What the task requires:
Look below for the line with "Target: white pickup truck", and from there restate every line word for word until the entries end.

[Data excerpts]
----------------
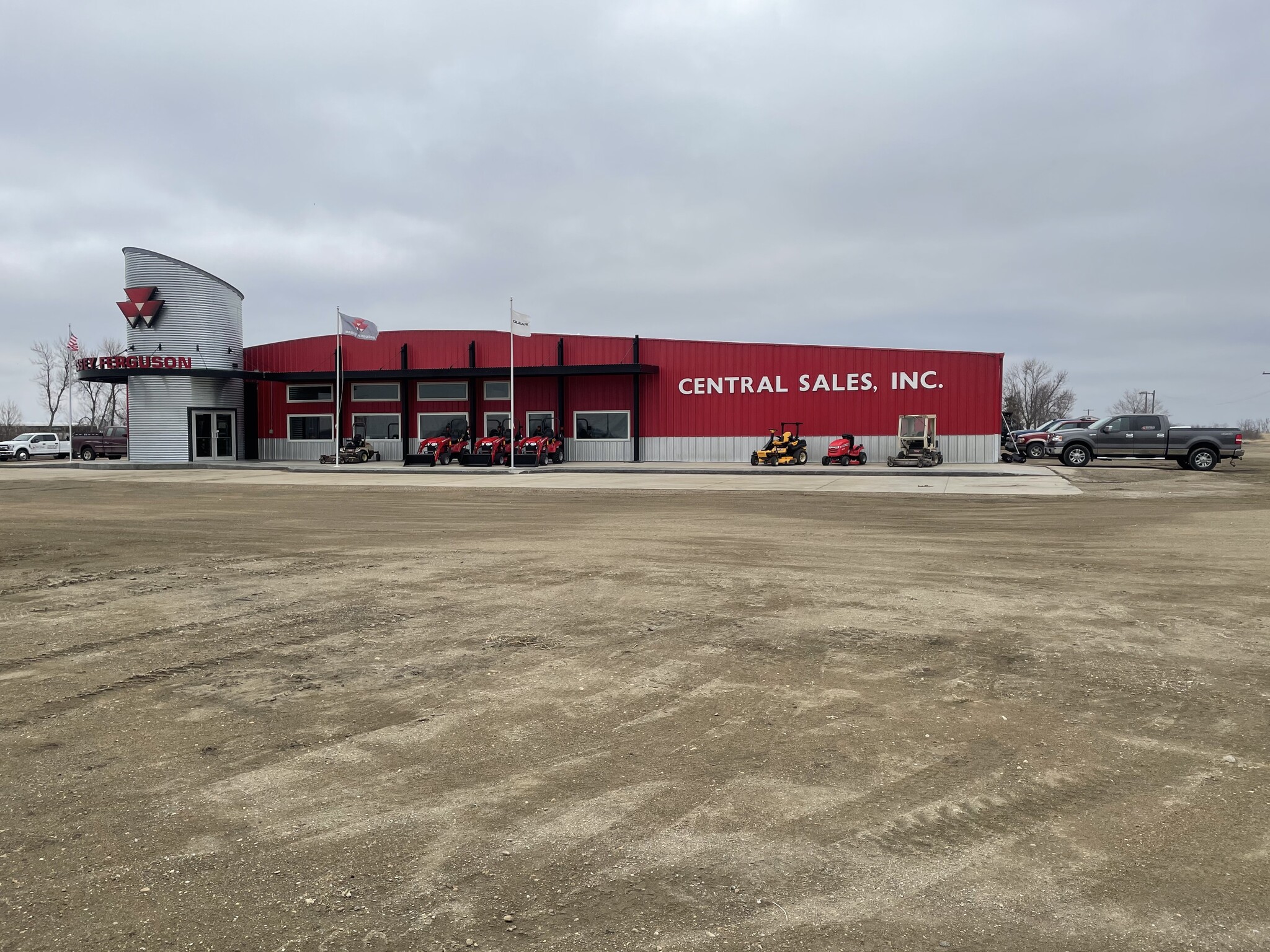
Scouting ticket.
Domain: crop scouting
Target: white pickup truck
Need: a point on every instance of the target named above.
(27, 446)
----------------
Your response:
Target: white pickup truck
Need: a point on every instance of the target named above.
(27, 446)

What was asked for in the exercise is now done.